▶ [SELECTED PASSAGE]:
━━━━━━━━━━━━━━━━━━━━

On October 3, 2007, Visa, Inc. ("Visa") announced the completion of a restructuring performed in preparation for an initial public offering ("IPO") expected to take place in the first quarter of 2008. As a result of this restructuring, EvergreenBancorp, Inc. (the "Company"), a Visa member bank, received its proportionate share of Class USA shares of Visa common stock. In connection with Visa’s planned IPO, it is anticipated that a portion of the shares will be redeemed for cash with the remaining shares to be converted to Class A shares at the later of three years after the IPO or upon settlement of certain litigation. It is expected that Visa will set aside a portion of the proceeds from the IPO into an escrow account for the benefit of member financial institutions to fund any litigation judgments or settlements that may occur.

━━━━━━━━━━━━━━━━━━━━

▶ [STORED DATA]:

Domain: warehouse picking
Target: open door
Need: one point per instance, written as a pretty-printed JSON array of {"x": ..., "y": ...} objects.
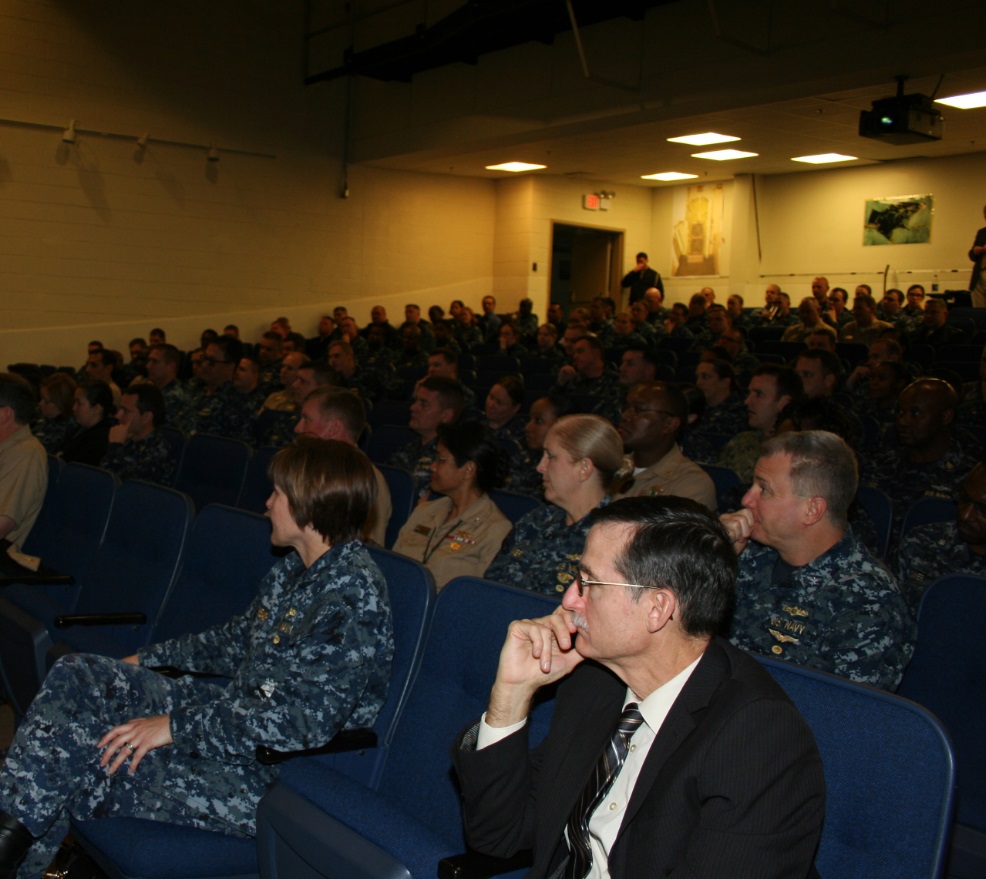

━━━━━━━━━━━━━━━━━━━━

▶ [PROBLEM STATEMENT]: Reproduce the passage on the Visa restructuring word for word, in full.

▶ [SOLUTION FOR THIS PROBLEM]:
On October 3, 2007, Visa, Inc. ("Visa") announced the completion of a restructuring performed in preparation for an initial public offering ("IPO") expected to take place in the first quarter of 2008. As a result of this restructuring, EvergreenBancorp, Inc. (the "Company"), a Visa member bank, received its proportionate share of Class USA shares of Visa common stock. In connection with Visa’s planned IPO, it is anticipated that a portion of the shares will be redeemed for cash with the remaining shares to be converted to Class A shares at the later of three years after the IPO or upon settlement of certain litigation. It is expected that Visa will set aside a portion of the proceeds from the IPO into an escrow account for the benefit of member financial institutions to fund any litigation judgments or settlements that may occur.